• [Text extract]

Re: Re: Uninitialized value ?
by All0uette (Acolyte) on Aug 20, 2001 at 17:32 UTC
    busunsl, Thanks for that - it seems to work - although I'm still not sure why the original didn't. Especially as I got this form the book ! Any chance you can explain a lttle more. Cheers.

      I think your code should work correctly - in both versions. The only difference is that you get once a warning (which is exactly that, it's not an error) and iirc these early examples in merlyn's book (I suspect you are reading the llama) don't run under -w and strict because he hasn't introduced all the concepts yet.

      In if ($words{$name} eq "") the key $name is looked up in the hash %words. This returns undef when the key $name does not exist in %words. The undef is then compared to "" with a string compare, so the undef is transformed into the empty string. This results in the comparision being true. But this might be a source of error, so perl warns you if you have warnings enabled (-w).

      Why might that be a source of error? Well, imagine the empty string would be a valid entry in your hash, then you get the same result no matter if the key does not exist or the value is empty. Some code:

      #/usr/bin/perl -w use strict; my %hash; $hash{key1} = ""; # this produces no warning if ($hash{key1} eq "") { # true print "key1 empty!\n"; } # this produces a warning if ($hash{key2} eq "") { # true print "key2 empty!\n"; }
      to circumvent this look at defined (like suggested by busunsl) and for hashes also interesting exists.

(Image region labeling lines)
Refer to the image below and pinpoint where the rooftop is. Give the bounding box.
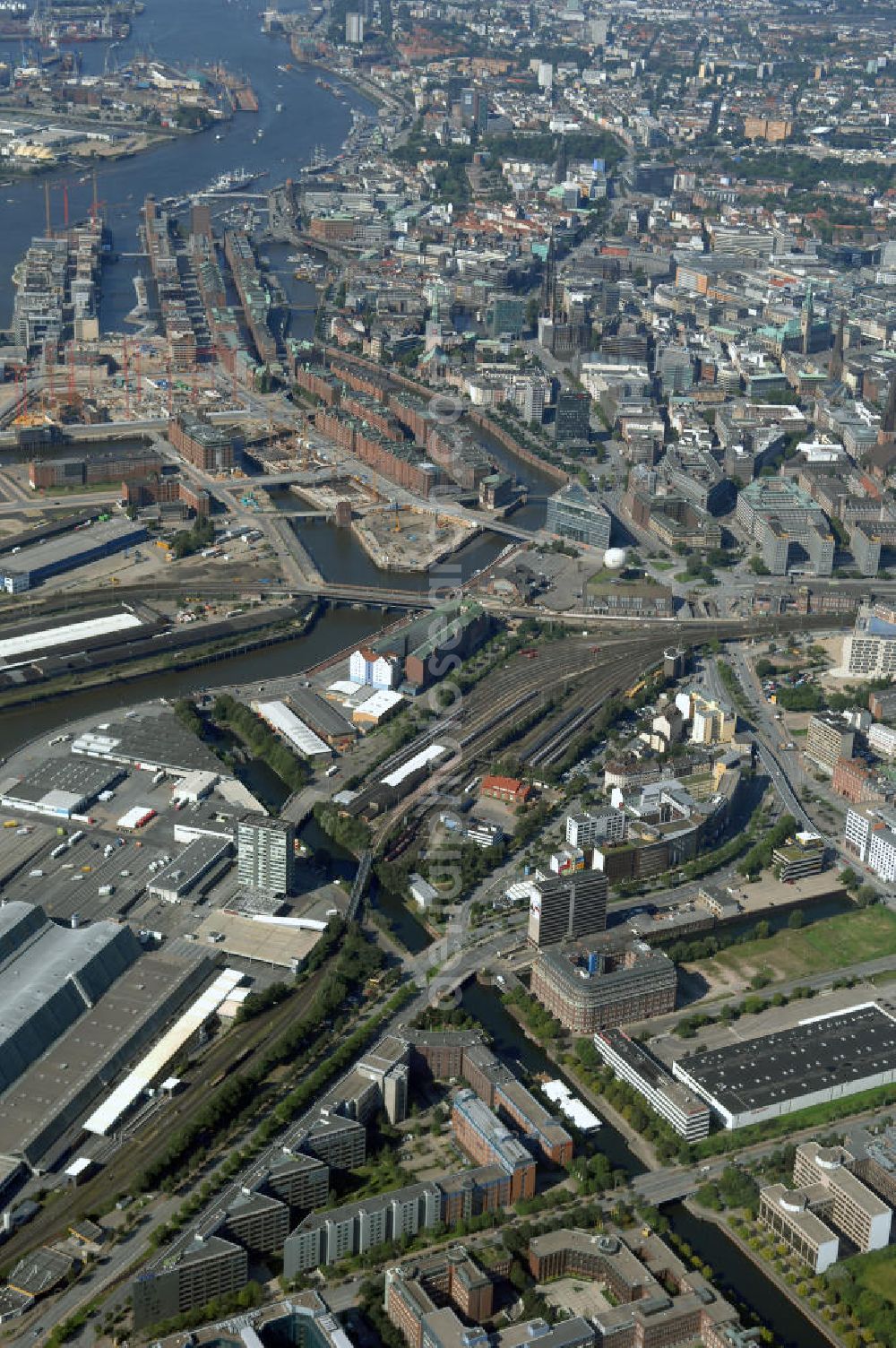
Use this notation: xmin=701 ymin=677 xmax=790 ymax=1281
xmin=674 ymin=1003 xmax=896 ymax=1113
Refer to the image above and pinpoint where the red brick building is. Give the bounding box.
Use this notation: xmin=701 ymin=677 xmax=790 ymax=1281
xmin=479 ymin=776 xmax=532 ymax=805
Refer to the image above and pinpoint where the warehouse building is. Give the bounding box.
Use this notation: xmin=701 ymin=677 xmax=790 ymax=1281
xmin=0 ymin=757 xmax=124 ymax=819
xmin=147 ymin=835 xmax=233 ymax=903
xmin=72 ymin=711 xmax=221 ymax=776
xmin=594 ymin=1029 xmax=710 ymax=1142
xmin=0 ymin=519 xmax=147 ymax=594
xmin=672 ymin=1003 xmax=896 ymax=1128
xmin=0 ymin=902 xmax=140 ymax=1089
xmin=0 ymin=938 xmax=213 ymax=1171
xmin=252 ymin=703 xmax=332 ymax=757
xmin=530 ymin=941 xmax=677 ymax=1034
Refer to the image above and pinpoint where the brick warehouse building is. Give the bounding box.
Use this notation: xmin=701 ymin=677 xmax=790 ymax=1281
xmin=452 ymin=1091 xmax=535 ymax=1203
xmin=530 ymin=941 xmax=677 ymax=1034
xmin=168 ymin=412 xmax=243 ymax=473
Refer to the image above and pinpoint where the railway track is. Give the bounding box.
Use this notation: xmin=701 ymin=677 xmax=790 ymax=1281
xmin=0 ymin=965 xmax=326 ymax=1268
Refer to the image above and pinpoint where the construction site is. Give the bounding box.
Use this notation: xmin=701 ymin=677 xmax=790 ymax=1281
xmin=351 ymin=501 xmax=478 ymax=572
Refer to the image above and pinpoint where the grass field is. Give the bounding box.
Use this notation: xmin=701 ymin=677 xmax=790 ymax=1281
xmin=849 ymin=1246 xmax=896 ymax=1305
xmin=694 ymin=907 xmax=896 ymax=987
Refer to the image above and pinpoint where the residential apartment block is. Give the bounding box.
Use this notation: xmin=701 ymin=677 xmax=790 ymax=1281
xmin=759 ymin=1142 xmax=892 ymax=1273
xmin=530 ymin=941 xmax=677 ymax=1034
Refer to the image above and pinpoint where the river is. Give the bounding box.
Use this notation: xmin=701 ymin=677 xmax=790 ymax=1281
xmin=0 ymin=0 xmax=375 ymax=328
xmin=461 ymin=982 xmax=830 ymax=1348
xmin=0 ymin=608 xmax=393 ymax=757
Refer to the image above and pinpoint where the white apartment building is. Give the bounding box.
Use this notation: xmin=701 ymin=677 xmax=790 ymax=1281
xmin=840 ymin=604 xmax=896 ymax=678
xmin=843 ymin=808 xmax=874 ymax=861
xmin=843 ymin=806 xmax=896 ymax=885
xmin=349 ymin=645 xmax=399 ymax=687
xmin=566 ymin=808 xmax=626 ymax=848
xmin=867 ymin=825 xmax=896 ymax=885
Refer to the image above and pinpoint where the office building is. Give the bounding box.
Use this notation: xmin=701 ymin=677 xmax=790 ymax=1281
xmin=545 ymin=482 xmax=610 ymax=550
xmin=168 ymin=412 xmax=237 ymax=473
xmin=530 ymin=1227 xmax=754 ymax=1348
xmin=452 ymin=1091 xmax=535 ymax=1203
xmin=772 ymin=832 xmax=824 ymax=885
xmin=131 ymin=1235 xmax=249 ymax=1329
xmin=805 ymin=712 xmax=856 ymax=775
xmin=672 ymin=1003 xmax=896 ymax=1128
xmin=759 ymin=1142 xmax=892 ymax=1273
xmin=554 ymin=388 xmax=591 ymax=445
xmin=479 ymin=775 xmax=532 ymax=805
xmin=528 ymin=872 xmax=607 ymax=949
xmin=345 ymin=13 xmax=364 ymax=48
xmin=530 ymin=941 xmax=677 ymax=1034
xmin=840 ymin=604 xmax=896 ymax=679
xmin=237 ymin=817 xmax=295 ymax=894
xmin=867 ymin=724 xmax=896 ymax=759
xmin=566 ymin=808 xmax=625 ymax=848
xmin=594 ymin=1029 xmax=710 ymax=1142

• [What is asked]
**1.** Answer these questions about the Perl forum reply:
(a) What does looking up $name in the hash %words return when that key does not exist?
(b) Which book does the reply suspect the asker is reading?
(c) Besides defined, what does the reply say is also interesting for hashes?
**2.** Repeat the passage of the Perl forum reply between "#/usr/bin/perl -w use" and "also interesting exists.", inclusive.

• [Worked answers]
**1.**
(a) It returns undef.
(b) The llama, merlyn's book.
(c) exists.

**2.**
#/usr/bin/perl -w use strict; my %hash; $hash{key1} = ""; # this produces no warning if ($hash{key1} eq "") { # true print "key1 empty!\n"; } # this produces a warning if ($hash{key2} eq "") { # true print "key2 empty!\n"; }
      to circumvent this look at defined (like suggested by busunsl) and for hashes also interesting exists.